Reproduce the lines of the items below exactly, taking everything from the line that contains "Exercise. Pick out the river bank" down to the line that contains "<point>69,229</point>", with both of those lines included.
── Dataset rows ──
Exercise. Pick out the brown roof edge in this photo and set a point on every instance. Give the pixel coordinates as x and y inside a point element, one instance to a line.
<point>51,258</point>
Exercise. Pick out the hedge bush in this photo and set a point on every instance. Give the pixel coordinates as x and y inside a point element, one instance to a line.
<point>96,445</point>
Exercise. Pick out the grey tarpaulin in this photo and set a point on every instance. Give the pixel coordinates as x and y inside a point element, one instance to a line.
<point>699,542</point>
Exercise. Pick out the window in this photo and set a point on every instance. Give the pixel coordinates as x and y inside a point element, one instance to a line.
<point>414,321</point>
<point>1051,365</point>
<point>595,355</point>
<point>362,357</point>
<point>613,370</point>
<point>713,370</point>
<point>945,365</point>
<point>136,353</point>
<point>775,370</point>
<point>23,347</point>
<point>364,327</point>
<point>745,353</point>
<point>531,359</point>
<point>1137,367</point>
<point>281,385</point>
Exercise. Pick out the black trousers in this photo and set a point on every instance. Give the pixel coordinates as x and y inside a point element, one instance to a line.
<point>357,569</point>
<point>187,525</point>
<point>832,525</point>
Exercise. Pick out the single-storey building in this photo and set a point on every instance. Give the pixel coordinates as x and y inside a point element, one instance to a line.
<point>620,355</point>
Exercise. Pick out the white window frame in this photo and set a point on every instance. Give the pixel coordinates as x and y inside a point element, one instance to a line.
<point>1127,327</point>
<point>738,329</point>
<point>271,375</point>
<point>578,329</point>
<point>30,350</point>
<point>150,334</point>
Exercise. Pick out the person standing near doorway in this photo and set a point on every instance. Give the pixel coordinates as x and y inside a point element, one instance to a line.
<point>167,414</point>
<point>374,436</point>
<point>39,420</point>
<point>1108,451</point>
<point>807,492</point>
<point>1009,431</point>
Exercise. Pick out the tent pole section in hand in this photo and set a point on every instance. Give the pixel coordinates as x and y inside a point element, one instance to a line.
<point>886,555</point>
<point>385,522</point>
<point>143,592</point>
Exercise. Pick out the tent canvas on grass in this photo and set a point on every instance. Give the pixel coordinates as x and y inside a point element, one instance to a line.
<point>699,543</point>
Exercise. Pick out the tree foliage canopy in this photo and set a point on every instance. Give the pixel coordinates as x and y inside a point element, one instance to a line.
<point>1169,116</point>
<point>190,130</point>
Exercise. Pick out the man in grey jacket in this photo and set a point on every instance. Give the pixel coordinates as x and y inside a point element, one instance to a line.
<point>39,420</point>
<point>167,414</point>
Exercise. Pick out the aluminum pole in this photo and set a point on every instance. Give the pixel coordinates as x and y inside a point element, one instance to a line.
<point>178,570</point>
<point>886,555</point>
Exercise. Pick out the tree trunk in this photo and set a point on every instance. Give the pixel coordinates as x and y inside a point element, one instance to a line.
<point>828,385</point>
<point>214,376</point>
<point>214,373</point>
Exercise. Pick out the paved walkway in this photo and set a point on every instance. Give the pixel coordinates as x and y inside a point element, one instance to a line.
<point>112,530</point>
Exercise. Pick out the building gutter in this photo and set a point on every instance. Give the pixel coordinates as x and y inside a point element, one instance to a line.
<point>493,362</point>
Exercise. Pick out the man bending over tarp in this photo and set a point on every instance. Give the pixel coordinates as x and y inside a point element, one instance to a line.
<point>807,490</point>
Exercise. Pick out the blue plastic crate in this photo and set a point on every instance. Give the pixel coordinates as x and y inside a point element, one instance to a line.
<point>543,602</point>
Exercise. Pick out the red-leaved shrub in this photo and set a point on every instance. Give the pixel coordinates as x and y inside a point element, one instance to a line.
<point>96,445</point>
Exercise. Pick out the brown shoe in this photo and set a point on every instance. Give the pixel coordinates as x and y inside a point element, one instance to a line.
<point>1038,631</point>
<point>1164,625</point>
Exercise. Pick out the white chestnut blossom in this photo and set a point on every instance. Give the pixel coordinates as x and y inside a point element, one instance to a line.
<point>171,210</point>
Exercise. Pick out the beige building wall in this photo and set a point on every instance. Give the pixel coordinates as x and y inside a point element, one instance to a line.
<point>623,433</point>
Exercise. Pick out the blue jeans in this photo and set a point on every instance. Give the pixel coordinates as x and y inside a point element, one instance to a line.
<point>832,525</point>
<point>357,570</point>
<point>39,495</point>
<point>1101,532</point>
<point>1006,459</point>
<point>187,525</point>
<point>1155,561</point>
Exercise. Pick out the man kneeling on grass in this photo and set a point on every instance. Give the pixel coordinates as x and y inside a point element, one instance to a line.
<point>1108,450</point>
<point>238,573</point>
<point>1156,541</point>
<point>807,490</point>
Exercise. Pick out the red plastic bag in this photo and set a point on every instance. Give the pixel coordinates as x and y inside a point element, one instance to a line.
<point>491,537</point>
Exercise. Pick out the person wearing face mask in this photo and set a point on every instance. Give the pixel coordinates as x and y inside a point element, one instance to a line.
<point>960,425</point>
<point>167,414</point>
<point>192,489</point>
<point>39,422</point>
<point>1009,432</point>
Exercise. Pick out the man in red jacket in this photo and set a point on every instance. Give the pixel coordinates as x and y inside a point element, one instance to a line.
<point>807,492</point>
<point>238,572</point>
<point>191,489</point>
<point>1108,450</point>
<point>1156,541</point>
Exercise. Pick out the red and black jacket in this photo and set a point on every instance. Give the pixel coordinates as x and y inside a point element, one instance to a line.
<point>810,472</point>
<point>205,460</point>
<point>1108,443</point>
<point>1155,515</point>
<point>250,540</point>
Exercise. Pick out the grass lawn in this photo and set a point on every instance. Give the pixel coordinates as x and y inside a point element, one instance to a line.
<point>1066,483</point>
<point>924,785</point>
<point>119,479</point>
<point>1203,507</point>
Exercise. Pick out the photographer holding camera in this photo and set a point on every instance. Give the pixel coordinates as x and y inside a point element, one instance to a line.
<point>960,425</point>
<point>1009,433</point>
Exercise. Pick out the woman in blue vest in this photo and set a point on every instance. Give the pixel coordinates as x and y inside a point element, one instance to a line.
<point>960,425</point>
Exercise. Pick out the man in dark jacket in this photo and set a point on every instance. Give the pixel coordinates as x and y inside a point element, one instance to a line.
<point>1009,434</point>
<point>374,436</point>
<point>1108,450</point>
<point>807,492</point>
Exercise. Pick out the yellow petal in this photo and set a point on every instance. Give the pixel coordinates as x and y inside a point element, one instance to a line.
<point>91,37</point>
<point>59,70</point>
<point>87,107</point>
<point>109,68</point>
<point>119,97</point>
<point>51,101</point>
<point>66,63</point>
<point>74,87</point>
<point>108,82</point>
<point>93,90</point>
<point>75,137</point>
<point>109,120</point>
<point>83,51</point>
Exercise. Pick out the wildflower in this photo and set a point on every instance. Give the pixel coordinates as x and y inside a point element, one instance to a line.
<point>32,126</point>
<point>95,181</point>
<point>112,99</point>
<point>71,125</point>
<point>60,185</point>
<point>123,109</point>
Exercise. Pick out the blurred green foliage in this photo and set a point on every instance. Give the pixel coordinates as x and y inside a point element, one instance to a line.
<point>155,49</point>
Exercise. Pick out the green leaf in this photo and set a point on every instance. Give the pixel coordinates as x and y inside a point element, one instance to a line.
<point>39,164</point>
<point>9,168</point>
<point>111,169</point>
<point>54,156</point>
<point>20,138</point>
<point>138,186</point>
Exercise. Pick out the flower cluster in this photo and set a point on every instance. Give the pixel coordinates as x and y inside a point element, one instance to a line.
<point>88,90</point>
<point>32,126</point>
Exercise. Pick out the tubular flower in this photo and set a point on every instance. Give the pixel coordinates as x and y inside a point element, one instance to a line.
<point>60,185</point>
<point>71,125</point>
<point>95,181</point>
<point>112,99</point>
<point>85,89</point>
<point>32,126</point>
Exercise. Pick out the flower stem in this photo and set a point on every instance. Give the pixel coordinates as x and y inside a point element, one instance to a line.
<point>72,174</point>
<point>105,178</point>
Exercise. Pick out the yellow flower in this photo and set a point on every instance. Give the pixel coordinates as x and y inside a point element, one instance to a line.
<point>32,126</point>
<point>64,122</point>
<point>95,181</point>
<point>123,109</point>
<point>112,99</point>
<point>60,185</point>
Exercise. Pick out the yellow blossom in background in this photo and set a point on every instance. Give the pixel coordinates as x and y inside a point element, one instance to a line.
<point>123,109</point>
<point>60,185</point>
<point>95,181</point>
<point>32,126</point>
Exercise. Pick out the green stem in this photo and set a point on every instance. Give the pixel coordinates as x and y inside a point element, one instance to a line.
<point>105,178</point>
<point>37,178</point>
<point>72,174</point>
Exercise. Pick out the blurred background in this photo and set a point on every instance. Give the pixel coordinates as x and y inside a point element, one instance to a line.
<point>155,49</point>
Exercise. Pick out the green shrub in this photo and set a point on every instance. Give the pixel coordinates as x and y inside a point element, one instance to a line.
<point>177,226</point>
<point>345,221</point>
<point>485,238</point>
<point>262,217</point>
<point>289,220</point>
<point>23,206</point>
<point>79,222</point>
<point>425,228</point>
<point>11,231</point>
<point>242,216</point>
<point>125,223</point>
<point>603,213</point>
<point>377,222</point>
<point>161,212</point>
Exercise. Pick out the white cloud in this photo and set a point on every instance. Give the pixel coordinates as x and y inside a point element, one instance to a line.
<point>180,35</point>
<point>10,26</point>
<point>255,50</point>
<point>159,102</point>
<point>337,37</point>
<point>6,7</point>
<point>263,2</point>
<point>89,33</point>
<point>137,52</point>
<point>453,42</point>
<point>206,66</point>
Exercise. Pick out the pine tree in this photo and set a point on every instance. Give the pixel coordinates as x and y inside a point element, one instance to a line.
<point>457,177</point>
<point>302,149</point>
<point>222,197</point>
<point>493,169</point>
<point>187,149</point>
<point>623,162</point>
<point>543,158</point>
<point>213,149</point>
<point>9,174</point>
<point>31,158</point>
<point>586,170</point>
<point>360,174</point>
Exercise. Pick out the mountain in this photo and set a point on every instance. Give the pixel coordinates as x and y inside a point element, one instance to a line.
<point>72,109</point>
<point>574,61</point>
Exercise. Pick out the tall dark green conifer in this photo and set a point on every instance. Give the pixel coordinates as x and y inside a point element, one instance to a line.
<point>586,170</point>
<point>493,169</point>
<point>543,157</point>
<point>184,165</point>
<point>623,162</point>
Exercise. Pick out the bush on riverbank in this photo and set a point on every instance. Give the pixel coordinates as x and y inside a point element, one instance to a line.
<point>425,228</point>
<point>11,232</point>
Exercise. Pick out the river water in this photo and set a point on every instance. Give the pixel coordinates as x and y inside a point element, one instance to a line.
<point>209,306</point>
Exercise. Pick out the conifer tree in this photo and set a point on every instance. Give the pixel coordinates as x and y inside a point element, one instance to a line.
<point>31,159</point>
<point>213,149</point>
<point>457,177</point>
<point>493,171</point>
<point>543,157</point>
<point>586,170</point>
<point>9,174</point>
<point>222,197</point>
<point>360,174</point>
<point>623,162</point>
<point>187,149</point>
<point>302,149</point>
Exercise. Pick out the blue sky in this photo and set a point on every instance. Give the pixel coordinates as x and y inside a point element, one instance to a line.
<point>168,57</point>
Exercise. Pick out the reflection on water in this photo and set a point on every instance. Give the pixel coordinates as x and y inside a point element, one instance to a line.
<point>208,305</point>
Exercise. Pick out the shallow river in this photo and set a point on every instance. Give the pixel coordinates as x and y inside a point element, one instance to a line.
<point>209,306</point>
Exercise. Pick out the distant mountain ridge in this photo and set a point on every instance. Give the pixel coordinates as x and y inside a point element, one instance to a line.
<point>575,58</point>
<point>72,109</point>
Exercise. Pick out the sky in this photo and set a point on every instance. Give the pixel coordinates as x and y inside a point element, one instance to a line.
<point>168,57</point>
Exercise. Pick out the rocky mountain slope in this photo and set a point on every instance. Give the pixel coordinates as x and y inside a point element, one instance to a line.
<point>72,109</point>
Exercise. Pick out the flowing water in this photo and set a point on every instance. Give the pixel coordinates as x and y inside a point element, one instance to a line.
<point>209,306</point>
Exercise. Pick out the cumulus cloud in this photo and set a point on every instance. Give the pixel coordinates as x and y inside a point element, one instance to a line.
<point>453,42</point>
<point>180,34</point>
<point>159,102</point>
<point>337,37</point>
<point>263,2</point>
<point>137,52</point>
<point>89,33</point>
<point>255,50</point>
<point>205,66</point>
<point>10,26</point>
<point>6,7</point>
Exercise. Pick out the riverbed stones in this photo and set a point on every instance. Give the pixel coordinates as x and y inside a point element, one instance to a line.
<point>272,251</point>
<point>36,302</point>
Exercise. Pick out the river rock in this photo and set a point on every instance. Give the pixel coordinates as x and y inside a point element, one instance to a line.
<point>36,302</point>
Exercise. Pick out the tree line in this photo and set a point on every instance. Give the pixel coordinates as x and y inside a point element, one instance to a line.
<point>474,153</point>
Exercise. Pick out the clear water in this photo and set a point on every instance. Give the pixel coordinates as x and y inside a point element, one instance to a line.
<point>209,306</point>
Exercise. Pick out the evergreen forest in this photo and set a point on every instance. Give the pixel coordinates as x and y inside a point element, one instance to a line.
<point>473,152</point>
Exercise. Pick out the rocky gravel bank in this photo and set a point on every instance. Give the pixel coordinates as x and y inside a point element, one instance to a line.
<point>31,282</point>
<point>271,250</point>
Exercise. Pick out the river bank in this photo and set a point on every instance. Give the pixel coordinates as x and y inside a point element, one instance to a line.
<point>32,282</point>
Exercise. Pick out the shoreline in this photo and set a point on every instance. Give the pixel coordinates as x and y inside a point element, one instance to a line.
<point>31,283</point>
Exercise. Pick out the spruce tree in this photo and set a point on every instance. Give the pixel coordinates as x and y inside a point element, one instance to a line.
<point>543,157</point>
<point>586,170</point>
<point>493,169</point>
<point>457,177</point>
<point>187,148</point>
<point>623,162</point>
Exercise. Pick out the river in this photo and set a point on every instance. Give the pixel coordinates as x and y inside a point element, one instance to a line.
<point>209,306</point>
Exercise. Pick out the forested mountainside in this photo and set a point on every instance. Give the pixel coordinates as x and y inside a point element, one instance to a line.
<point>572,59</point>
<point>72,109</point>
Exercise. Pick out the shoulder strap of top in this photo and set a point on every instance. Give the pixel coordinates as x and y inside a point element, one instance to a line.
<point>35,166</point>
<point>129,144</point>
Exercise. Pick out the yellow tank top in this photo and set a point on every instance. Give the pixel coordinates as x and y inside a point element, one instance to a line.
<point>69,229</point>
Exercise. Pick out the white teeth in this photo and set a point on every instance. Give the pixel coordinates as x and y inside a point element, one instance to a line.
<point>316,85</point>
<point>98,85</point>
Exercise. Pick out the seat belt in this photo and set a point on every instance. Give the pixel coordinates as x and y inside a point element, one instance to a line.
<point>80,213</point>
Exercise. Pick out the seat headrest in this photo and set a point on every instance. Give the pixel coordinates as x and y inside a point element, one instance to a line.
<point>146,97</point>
───
### Complete answer
Exercise. Pick out the river bank in this photo and set a point on every instance. Give the pixel coordinates as x and y inside a point element, one instance to a line.
<point>32,282</point>
Exercise. Pick out the shoreline in this photo and set a point on every instance. Give the pixel coordinates as x and y inside a point element, one instance to a line.
<point>31,283</point>
Exercise. Pick out the spruce tree in this photo and set a point on every instance. Give the pixel coordinates as x and y inside a point element, one instance to a line.
<point>543,157</point>
<point>586,170</point>
<point>493,169</point>
<point>457,177</point>
<point>187,148</point>
<point>623,162</point>
Exercise. Pick out the river in this photo and set a point on every instance. Give the pixel coordinates as x and y inside a point element, one instance to a line.
<point>209,306</point>
Exercise. Pick out the forested mountainside in this photo and set a point on every instance. Give the pixel coordinates as x and y inside a point element, one instance to a line.
<point>572,59</point>
<point>72,109</point>
Exercise. Pick out the shoulder strap of top in this photo and set a point on every instance. Give the pixel coordinates as x and y inside a point element, one instance to a line.
<point>35,166</point>
<point>129,144</point>
Exercise. Pick out the yellow tank top in this photo and set a point on every instance. Give the pixel coordinates as x and y inside a point element, one instance to a line.
<point>69,229</point>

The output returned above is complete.